Raw records
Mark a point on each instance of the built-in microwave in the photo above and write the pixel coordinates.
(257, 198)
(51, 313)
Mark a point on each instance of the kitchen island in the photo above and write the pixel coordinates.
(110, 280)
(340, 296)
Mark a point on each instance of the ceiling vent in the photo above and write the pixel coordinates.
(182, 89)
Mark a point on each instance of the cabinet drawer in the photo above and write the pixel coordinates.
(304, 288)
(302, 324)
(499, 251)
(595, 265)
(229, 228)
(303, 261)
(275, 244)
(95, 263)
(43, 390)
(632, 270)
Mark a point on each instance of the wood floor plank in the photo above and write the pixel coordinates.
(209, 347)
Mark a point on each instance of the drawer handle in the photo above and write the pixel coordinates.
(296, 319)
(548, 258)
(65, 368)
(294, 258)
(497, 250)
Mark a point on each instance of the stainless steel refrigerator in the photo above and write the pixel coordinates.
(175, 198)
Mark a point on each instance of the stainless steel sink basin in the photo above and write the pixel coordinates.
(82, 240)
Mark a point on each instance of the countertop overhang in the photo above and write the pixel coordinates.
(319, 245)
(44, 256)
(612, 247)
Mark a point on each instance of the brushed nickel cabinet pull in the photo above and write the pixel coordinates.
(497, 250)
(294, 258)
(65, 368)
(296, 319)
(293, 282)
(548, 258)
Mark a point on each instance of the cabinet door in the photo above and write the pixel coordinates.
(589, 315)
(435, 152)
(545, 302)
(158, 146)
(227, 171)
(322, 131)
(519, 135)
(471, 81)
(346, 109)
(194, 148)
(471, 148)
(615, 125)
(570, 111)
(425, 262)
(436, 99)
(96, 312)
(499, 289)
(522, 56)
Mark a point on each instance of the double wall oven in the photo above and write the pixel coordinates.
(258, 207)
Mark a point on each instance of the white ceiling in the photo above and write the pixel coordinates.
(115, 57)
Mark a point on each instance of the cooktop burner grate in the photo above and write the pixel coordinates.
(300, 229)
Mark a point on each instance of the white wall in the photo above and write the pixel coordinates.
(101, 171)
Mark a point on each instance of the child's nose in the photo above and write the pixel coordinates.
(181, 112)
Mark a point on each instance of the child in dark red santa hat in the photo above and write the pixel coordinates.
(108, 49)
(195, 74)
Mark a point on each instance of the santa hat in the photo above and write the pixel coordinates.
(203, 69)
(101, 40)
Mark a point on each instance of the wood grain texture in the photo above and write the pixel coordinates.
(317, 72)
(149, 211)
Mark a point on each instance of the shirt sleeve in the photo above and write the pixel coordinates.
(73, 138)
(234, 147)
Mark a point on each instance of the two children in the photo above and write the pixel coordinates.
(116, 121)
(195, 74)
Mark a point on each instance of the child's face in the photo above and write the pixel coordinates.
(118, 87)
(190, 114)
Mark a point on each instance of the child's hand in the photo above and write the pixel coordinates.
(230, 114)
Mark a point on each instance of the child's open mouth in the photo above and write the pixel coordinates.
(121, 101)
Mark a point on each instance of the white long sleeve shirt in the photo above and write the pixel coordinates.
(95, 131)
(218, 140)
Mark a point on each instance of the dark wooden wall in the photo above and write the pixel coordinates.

* WHAT IS ASKED: Rewrite the records above, switching every "pixel coordinates" to "x and y coordinates" and keeping everything else the same.

* TASK ANSWER:
Mark a point on each instance of the built-in microwave in the photo above and write the x and y coordinates.
(257, 198)
(51, 313)
Mark a point on each instance of the kitchen island in the photo above and write the x and y coordinates.
(110, 280)
(340, 296)
Mark a point on each instance of the ceiling vent in the photo above and write the x and y coordinates.
(182, 89)
Mark a point on each instance of the cabinet drawer in the photo above and write the x and y coordinates.
(304, 288)
(302, 324)
(499, 251)
(595, 265)
(229, 228)
(303, 261)
(275, 244)
(95, 263)
(43, 390)
(632, 270)
Mark a point on each instance of the wood floor plank in the photo above and write the x and y coordinates.
(209, 347)
Mark a point on each instance of the drawer handle in the photo above and write the x and y coordinates.
(296, 319)
(548, 258)
(65, 368)
(294, 258)
(497, 250)
Mark a point on each instance of the stainless steel refrigerator in the photo above and write the x and y coordinates.
(175, 198)
Mark a point on each instance of the stainless steel sink basin in the photo above and write the x and y coordinates.
(82, 240)
Mark a point on each instance of the countertop overhang in the photo above and write the x and y coordinates.
(319, 245)
(44, 256)
(612, 247)
Mark a point on each instance of the brushed nickel cabinet pull in the photo above and write the x and y coordinates.
(497, 250)
(294, 258)
(65, 368)
(296, 319)
(293, 282)
(548, 258)
Mark a point on each instance of the cabinet door in the photo above and write the x and y coordinates.
(589, 315)
(435, 152)
(545, 302)
(158, 146)
(227, 171)
(322, 131)
(519, 135)
(471, 81)
(346, 109)
(194, 148)
(471, 148)
(615, 125)
(570, 111)
(425, 262)
(436, 99)
(96, 312)
(499, 289)
(522, 56)
Mark a point on each instance of the double wall oven in the photo above and write the x and y coordinates.
(258, 207)
Mark a point on each instance of the white ceiling in the photo above and write the x and y coordinates.
(115, 57)
Mark a point on each instance of the cooktop burner grate in the photo above and write the x and y coordinates.
(300, 229)
Mark a point on each instance of the white wall in the photo above and write the x and y coordinates.
(101, 171)
Mark a point on each instance of the child's nose in the photo above and write the x and y coordinates.
(181, 112)
Mark a point on each instance of the child in dark red santa hat in the photo above and write the x and y coordinates.
(108, 49)
(195, 74)
Mark a point on each instance of the santa hat in the photo above and write the x and y coordinates.
(203, 69)
(101, 40)
Mark a point on each instance of the wood grain texture in the photo above and write the x and y coordinates.
(317, 72)
(149, 211)
Mark a point on each instance of the shirt sleeve in the photo above and write the x and y coordinates.
(73, 138)
(234, 147)
Mark a point on each instance of the two children in the photo above and write the x and y coordinates.
(116, 121)
(195, 74)
Mark a point on each instance of the child's face in the photo above and write the x and y coordinates.
(118, 87)
(190, 114)
Mark a point on each instance of the child's hand in the photo above and write the x and y coordinates.
(230, 114)
Mark a point on each instance of the child's open mouth in the photo above and write the x and y coordinates.
(121, 101)
Mark a point on each instance of the white long sleeve shirt in the photo above and write the x and y coordinates.
(95, 131)
(218, 140)
Mark a point on each instance of the dark wooden wall in the photo above and write the x and y coordinates.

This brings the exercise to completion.